**Task:** Rewrite the entries below, changing every instance of "indicate" to "locate" and keeping everything else unchanged.
___ Extracted information
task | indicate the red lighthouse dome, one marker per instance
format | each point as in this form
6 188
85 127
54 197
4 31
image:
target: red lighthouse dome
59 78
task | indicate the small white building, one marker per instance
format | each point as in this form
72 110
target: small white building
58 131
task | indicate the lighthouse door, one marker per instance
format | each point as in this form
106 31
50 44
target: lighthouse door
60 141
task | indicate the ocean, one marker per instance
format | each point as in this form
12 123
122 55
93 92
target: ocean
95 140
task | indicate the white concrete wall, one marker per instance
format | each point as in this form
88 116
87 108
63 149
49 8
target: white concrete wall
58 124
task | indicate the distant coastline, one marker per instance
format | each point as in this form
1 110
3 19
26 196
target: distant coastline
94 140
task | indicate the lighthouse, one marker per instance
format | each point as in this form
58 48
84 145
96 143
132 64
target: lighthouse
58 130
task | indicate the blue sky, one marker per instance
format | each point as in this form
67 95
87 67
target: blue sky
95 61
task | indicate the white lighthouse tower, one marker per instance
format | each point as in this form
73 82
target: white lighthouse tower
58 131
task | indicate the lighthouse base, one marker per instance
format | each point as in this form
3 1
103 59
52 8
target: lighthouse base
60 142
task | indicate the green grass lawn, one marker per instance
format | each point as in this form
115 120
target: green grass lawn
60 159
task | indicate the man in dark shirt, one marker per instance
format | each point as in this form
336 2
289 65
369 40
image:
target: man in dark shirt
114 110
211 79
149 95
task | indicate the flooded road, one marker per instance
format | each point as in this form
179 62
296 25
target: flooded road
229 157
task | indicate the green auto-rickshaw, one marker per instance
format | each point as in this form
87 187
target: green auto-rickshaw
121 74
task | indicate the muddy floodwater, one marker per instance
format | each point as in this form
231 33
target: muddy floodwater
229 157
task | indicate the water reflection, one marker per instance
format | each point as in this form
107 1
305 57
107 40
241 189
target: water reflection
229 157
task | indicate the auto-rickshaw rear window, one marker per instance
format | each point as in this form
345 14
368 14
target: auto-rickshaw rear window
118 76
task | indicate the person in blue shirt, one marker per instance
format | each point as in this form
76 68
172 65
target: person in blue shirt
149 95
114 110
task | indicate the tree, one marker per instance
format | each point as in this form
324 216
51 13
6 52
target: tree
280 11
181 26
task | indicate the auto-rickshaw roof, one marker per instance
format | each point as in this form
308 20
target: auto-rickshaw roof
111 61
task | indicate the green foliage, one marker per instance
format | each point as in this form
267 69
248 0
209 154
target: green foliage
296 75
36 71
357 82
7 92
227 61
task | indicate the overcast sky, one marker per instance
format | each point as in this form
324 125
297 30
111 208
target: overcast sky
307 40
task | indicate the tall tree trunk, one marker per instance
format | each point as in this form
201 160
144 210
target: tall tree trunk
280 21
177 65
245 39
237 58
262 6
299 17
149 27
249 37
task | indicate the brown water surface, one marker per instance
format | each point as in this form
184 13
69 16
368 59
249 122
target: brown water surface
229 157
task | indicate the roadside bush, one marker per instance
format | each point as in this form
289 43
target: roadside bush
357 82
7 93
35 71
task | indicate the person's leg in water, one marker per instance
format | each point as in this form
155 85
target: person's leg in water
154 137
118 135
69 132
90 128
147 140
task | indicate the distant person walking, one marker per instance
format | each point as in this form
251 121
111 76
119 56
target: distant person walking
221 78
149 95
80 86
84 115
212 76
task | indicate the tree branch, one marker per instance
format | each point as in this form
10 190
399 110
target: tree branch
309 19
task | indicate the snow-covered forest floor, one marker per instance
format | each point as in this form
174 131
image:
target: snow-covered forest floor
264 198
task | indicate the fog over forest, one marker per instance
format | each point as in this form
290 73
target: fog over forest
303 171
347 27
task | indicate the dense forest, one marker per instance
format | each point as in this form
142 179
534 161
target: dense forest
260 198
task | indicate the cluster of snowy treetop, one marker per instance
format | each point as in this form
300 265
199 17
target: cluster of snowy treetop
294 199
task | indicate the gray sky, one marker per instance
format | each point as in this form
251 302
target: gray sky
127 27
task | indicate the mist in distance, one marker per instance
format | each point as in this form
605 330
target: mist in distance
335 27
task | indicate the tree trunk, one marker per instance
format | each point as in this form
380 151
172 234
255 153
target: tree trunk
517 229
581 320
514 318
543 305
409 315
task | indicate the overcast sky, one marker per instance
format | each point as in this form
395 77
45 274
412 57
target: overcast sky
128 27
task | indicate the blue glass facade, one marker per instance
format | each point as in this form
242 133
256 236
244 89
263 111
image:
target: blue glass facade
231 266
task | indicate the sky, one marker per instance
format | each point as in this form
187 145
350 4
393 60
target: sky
______
**Output of the exercise:**
task | locate the red lighthouse dome, one marker per instance
format | each point as in this form
6 188
85 127
54 197
4 31
image:
target: red lighthouse dome
59 78
task | locate the small white building, one marker per instance
format | each point as in this form
72 110
target: small white building
58 131
task | locate the lighthouse door, one marker per instance
format | each point as in this form
106 31
50 44
target: lighthouse door
60 141
task | locate the ocean, one marker per instance
format | each point as in this form
12 123
122 55
93 92
target: ocean
95 140
task | locate the white concrete wall, one marker per instance
format | each point as in this form
88 116
87 108
63 149
49 8
target: white concrete wall
58 124
task | locate the distant coastline, one marker per instance
format | each point as in this form
1 110
3 19
26 196
target: distant coastline
94 140
task | locate the lighthouse, one marker per instance
format | each point as in this form
58 48
84 145
96 143
132 64
target: lighthouse
58 130
task | locate the blue sky, one marker per instance
format | each point as in this form
67 95
87 67
target: blue sky
95 61
task | locate the white lighthouse tower, one marker per instance
format | each point as in this form
73 82
target: white lighthouse tower
58 131
task | locate the lighthouse base, one marker per instance
format | each point as in this form
3 1
103 59
52 8
target: lighthouse base
60 142
task | locate the green grass lawn, one marker per instance
format | each point as in this form
115 120
target: green grass lawn
60 159
task | locate the man in dark shirt, one marker per instance
format | each point as in this form
336 2
289 65
369 40
image:
target: man in dark shirt
114 110
211 79
149 95
task | locate the flooded road, one marker per instance
format | each point as in this form
179 62
296 25
target: flooded road
229 157
task | locate the green auto-rickshaw, one marker per instance
format | each point as in this form
87 187
target: green auto-rickshaw
121 74
task | locate the muddy floodwater, one marker per instance
format | each point as in this form
231 33
target: muddy floodwater
229 157
task | locate the water reflection, one marker per instance
format | each point as in this form
107 1
305 57
107 40
241 189
target: water reflection
229 157
task | locate the auto-rickshaw rear window, one marker per instance
format | each point as in this form
345 14
368 14
target: auto-rickshaw rear window
118 76
task | locate the person in blue shirt, one marker per instance
format | each point as in this form
76 68
172 65
target: person in blue shirt
149 95
114 110
task | locate the tree, one marker per instance
format | each point as in this form
324 216
51 13
6 52
target: tree
280 11
181 26
task | locate the auto-rickshaw roof, one marker per instance
format | each point as in this form
308 20
target: auto-rickshaw roof
111 61
task | locate the green foliage, one marker per instance
format | each point as in this form
267 69
248 0
209 154
target: green foliage
296 75
36 71
357 82
7 92
227 61
task | locate the overcast sky, one marker per instance
format | each point as in this form
324 125
297 30
111 208
target: overcast sky
307 40
task | locate the tall tree trunk, one marker per instance
format | each point as in this form
201 160
144 210
target: tall tree trunk
280 21
177 65
245 39
237 58
262 6
299 17
149 27
249 37
task | locate the brown water surface, one marker per instance
format | each point as in this form
184 13
69 16
368 59
249 122
target: brown water surface
229 157
task | locate the roadside bush, one marker per instance
format | each point as in this form
289 43
target: roadside bush
357 82
7 93
35 71
task | locate the person's leg in water, one marker per instance
format | each point as in this form
155 85
target: person's leg in water
154 137
118 135
69 132
90 128
147 140
task | locate the distant person walking, one marker per instance
format | each point as in this form
251 121
111 76
119 56
target: distant person walking
221 78
149 95
80 86
84 115
212 76
task | locate the tree branch, one marker per instance
format | each point as in this form
10 190
399 110
target: tree branch
309 19
task | locate the snow-covered forest floor, one marker per instance
format | each point as in this form
174 131
image:
target: snow-covered forest floor
264 198
task | locate the fog over forest, one marker per instance
format | each point as in this form
290 73
target: fog over forest
303 171
347 27
task | locate the dense forest, one marker per instance
format | each point as in this form
142 179
534 161
target: dense forest
260 198
task | locate the cluster of snowy treetop, one marker per instance
format | each point as in this form
300 265
199 17
target: cluster of snowy treetop
294 199
task | locate the gray sky, one marker per instance
format | each point as in this form
251 302
target: gray sky
127 27
task | locate the mist in distance, one marker per instance
format | each point as in this form
605 330
target: mist in distance
335 27
task | locate the tree trunk, one marker per instance
format | each point as in this form
380 151
172 234
255 153
target: tree trunk
517 229
581 320
514 318
543 305
409 315
task | locate the overcast sky, one marker per instance
format | each point as in this form
395 77
45 274
412 57
target: overcast sky
128 27
task | locate the blue glass facade, one marker per instance
format | each point as in this form
242 133
256 236
244 89
263 111
image:
target: blue glass facade
231 266
task | locate the sky, one marker per instance
format | each point as in this form
187 145
350 4
393 60
target: sky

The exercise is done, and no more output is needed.